Step1: Reason for ∠ABD ≅ ∠CBD

A bisector of an angle divides the angle into two congruent angles. Since \( \overline{BD} \) bisects \( \angle ABC \), by the definition of angle bisector, \( \angle ABD \cong \angle CBD \).

Step2: Reason for ∠ADB ≅ ∠CDB

From the diagram, \( \angle ADB \) and \( \angle CDB \) are right angles (they form a linear pair and are equal, so each is \( 90^\circ \)) or we can see that \( BD \perp AC \) (implied by the diagram with the right angle symbol). So, by the definition of perpendicular lines, they form congruent right angles, hence \( \angle ADB \cong \angle CDB \) (all right angles are congruent, or by the definition of perpendicular lines creating congruent angles).

Step3: Reason for \( \overline{AB} \cong \overline{CB} \)

From the diagram, the sides \( AB \) and \( CB \) have tick marks, which indicate that they are congruent. So, by the definition of congruent segments (or the tick mark notation meaning congruent sides), \( \overline{AB} \cong \overline{CB} \).

Step4: Reason for \( \triangle ABD \cong \triangle CBD \)

We have \( \angle ABD \cong \angle CBD \) (from step 1), \( \overline{BD} \cong \overline{BD} \) (common side, reflexive property), and \( \angle ADB \cong \angle CDB \) (from step 2). So, by the ASA (Angle - Side - Angle) congruence criterion, \( \triangle ABD \cong \triangle CBD \). Or, if we use the sides \( AB \cong CB \), \( \angle ABD \cong \angle CBD \), and \( BD \cong BD \), it could also be SAS (Side - Angle - Side). But with the right angles, ASA is more direct here.
------------
■ Short problem 1
Answer these questions about the geometry proof:
(a) In Step 1, which definition is given as the reason the two angles at B are congruent?
(b) In Step 3, what do the tick marks on sides AB and CB indicate?
(c) In Step 4, which congruence criterion is called more direct?
■ Short problem 2
Rewrite the geometry proof from "We have \( \angle" to "more direct here.", replacing "common side" with "shared side".
------------
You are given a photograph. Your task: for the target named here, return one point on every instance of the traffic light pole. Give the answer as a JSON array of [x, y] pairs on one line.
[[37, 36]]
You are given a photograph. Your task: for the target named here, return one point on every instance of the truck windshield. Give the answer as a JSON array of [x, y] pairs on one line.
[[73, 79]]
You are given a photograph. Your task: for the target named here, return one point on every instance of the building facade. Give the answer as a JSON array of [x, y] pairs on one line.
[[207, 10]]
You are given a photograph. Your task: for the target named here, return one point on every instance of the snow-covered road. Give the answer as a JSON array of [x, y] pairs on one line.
------------
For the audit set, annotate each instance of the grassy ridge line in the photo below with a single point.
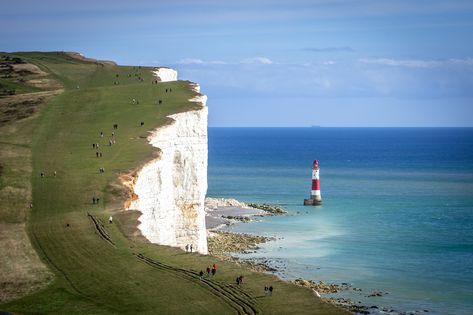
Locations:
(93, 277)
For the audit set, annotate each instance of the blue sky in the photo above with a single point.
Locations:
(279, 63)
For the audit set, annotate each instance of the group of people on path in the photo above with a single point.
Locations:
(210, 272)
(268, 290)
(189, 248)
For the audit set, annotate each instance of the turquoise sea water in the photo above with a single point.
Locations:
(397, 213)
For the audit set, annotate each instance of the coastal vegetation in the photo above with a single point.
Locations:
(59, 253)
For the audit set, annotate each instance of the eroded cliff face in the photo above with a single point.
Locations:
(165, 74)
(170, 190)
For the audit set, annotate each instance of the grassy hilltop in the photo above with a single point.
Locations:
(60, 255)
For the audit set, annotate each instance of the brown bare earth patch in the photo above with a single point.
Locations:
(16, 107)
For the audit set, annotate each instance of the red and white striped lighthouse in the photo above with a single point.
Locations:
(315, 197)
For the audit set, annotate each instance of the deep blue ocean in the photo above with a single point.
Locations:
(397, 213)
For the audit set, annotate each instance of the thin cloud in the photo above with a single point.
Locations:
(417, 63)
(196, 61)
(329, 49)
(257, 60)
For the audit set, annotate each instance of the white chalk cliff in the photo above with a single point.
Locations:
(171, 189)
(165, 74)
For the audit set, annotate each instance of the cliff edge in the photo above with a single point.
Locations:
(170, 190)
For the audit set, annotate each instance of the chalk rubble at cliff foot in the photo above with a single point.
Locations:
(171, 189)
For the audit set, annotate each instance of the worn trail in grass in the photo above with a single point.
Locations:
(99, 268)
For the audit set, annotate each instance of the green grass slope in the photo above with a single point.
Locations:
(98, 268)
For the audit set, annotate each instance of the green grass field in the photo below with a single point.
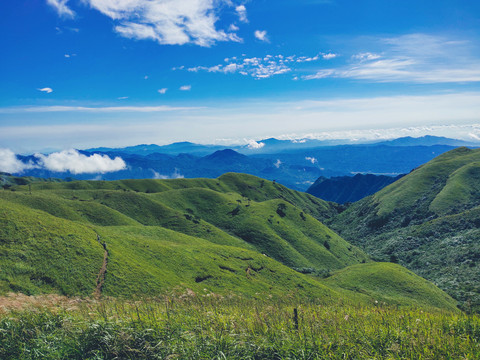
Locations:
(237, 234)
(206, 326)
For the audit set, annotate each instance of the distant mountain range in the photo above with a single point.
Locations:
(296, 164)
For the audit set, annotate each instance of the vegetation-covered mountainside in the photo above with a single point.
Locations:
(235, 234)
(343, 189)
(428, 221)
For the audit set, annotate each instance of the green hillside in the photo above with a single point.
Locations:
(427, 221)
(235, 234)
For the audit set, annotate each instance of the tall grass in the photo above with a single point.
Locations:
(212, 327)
------------
■ Written answer 1
(a) The definition of angle bisector.
(b) That the sides are congruent.
(c) ASA (Angle - Side - Angle).

■ Written answer 2
We have \( \angle ABD \cong \angle CBD \) (from step 1), \( \overline{BD} \cong \overline{BD} \) (shared side, reflexive property), and \( \angle ADB \cong \angle CDB \) (from step 2). So, by the ASA (Angle - Side - Angle) congruence criterion, \( \triangle ABD \cong \triangle CBD \). Or, if we use the sides \( AB \cong CB \), \( \angle ABD \cong \angle CBD \), and \( BD \cong BD \), it could also be SAS (Side - Angle - Side). But with the right angles, ASA is more direct here.